(Data entries)
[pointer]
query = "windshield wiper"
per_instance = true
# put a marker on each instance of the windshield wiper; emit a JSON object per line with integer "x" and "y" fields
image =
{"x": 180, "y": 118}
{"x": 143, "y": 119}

◆ Instructions to follow ◆
Convert every line of the material above into a JSON array of strings, one string per line, skipping blank lines.

◆ The answer ◆
[
  "[pointer]",
  "query = \"windshield wiper\"",
  "per_instance = true",
  "# put a marker on each instance of the windshield wiper; emit a JSON object per line with integer \"x\" and \"y\" fields",
  "image =",
  "{\"x\": 180, \"y\": 118}",
  "{\"x\": 143, \"y\": 119}"
]